課題の目的 | 記録のうち「the white ceiling」を含む行から「Target: white ceiling」を含む行までの範囲を、「white ceiling」を「gray ceiling」に置き換える形で修正し、その行だけを示してください。それ以外の箇所は一切変更しないでください。

════════

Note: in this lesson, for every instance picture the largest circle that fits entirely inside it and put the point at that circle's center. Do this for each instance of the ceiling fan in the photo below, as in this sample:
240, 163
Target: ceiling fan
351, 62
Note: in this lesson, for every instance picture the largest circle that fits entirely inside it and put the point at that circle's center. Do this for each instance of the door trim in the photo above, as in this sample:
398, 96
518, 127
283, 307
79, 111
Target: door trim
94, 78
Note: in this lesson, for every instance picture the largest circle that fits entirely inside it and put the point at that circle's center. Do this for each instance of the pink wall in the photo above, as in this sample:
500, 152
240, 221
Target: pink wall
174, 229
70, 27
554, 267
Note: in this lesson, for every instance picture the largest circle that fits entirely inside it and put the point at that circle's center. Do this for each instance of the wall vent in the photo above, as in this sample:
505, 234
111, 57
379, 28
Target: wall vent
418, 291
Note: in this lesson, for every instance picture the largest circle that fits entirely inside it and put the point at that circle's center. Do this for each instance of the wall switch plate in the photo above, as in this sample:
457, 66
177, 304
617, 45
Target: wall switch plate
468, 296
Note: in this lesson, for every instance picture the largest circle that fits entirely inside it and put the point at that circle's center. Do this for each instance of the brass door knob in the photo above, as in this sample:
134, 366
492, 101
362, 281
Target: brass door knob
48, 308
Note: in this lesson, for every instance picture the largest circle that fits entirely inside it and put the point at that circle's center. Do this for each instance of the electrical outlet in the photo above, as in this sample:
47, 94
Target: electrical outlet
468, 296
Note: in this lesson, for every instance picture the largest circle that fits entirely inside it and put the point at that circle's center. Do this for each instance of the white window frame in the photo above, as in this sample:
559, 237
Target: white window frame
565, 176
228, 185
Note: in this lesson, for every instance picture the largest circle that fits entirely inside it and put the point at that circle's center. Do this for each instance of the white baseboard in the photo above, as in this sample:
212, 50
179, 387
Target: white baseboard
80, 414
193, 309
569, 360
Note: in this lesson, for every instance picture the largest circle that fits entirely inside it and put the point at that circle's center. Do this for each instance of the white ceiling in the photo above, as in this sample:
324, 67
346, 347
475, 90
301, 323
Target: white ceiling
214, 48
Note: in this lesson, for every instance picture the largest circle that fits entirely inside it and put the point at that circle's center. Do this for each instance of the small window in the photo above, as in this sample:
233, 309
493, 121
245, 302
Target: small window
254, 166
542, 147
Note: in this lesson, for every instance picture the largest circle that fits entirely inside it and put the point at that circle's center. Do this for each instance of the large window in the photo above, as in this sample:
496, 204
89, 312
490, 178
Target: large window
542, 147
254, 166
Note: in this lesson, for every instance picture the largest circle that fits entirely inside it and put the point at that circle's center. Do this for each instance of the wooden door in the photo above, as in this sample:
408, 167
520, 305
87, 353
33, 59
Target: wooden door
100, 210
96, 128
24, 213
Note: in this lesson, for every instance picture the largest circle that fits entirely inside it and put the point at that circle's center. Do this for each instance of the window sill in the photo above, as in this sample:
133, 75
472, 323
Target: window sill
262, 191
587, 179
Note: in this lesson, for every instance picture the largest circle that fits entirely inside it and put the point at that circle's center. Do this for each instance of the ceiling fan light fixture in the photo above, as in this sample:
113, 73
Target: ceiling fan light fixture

════════

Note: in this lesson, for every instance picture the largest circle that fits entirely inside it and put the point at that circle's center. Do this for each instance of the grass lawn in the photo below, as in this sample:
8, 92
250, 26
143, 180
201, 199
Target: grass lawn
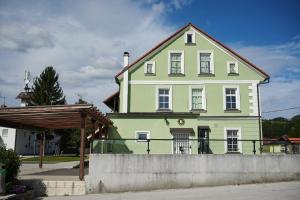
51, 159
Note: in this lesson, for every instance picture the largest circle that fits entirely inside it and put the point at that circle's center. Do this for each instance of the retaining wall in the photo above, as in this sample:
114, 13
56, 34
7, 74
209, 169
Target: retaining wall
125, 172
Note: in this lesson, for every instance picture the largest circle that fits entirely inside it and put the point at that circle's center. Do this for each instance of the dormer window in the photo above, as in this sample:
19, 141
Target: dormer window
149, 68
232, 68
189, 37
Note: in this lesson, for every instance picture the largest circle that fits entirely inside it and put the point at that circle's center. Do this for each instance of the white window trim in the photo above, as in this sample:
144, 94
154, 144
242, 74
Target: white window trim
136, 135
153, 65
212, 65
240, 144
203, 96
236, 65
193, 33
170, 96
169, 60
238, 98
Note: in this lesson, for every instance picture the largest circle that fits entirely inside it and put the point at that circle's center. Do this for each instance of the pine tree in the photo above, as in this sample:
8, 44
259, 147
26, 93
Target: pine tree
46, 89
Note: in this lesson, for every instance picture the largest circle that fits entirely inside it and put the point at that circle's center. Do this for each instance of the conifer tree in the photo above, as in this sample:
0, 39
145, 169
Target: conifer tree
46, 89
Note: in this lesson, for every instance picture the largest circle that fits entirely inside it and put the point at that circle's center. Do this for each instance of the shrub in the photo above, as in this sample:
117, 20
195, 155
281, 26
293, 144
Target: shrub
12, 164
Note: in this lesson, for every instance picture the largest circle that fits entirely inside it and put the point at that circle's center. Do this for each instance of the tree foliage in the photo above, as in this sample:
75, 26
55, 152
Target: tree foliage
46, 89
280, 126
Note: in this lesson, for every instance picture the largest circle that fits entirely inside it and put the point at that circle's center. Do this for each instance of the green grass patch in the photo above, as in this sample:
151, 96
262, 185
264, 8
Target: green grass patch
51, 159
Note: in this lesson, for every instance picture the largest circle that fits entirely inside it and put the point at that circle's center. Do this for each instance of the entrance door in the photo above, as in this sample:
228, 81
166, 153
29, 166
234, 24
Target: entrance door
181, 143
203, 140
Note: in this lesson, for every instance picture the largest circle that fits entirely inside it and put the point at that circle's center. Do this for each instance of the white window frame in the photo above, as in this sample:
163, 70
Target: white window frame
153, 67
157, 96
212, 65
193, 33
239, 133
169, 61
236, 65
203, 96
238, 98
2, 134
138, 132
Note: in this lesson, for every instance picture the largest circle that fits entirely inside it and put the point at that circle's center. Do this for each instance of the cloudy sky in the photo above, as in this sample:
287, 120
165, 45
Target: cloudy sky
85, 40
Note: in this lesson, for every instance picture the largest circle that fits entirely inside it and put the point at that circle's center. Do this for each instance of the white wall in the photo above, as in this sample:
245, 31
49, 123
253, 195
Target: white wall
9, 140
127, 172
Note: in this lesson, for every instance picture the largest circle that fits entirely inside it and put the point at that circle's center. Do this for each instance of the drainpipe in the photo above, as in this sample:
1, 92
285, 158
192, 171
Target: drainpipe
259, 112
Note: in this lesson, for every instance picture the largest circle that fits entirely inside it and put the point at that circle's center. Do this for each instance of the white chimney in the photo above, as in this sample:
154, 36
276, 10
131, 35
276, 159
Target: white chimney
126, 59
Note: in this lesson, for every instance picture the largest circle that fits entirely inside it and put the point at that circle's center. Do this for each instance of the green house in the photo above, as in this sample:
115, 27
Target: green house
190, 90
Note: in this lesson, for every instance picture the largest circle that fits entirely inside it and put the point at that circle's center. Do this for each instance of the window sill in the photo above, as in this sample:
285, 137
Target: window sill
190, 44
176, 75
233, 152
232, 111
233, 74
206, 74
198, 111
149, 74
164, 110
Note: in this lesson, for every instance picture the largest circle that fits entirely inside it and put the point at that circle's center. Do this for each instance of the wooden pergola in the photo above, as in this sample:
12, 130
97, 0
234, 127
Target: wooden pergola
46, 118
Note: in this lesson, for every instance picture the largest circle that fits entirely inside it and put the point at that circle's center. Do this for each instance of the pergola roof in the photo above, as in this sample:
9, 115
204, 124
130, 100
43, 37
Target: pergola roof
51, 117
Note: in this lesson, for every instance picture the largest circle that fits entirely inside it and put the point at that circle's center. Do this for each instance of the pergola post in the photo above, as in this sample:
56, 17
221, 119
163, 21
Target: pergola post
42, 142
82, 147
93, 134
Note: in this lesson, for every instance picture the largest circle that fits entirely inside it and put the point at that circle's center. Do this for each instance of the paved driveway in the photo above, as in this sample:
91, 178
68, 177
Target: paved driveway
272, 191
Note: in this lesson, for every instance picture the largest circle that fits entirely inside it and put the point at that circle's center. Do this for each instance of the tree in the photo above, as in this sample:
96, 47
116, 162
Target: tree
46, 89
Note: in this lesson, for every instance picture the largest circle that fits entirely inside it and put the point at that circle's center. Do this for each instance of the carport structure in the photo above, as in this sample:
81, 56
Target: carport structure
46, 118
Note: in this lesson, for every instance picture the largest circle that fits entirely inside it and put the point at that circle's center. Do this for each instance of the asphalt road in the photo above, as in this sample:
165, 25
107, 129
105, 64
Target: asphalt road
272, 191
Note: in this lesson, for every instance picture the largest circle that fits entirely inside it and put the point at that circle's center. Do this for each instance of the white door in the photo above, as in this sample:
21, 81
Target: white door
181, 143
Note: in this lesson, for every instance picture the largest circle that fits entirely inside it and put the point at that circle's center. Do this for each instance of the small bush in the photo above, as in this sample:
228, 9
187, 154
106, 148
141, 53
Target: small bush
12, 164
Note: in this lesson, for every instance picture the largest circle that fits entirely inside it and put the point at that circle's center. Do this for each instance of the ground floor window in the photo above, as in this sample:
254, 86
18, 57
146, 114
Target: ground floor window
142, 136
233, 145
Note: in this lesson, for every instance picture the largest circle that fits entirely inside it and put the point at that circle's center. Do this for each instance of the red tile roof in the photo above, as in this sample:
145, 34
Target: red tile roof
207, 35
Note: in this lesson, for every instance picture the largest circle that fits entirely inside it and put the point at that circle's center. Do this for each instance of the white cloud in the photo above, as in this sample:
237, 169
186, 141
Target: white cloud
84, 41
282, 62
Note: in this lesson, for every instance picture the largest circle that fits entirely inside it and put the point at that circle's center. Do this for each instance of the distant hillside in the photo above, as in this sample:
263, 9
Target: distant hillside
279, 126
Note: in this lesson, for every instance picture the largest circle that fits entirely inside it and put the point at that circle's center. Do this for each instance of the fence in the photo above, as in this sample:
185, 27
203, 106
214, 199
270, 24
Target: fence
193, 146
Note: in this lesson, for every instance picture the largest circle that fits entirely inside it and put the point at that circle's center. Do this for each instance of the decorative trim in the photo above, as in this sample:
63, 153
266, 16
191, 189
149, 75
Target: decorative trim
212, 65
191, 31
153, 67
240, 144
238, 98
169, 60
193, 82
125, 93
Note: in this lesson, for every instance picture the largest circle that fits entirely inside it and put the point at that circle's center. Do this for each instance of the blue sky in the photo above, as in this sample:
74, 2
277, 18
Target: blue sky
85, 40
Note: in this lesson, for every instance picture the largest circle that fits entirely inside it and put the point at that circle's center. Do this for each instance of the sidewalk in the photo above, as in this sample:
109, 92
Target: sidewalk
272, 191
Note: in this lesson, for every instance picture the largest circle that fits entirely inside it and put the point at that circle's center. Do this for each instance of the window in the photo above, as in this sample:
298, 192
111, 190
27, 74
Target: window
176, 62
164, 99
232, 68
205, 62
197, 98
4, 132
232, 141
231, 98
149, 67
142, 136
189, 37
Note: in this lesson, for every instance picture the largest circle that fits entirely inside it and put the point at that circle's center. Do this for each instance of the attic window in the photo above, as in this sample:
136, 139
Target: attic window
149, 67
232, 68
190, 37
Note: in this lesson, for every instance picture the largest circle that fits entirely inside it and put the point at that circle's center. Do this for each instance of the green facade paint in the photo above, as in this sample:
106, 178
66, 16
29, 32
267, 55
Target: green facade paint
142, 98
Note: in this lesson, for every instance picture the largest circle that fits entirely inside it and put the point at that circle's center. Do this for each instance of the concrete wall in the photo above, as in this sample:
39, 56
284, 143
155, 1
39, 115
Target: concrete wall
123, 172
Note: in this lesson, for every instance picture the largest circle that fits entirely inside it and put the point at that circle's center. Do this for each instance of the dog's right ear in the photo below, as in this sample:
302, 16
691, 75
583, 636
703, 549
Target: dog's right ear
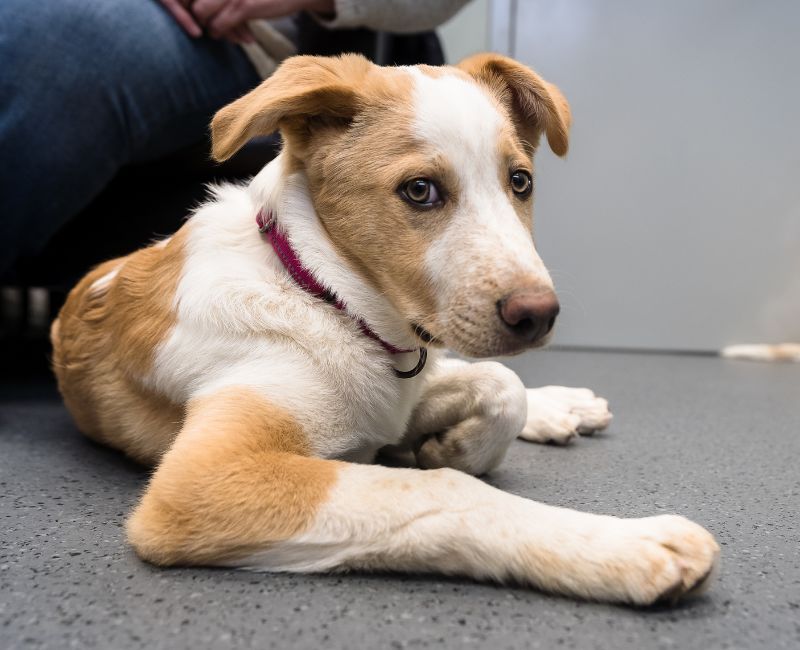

════════

課題の解答 |
Note: in this lesson, for every instance picture the largest circle that fits entirely inside it and put the point at that circle's center. Do this for each instance of the gray ceiling in the photo above, as in this sample:
324, 67
346, 347
475, 90
301, 323
Target: gray ceiling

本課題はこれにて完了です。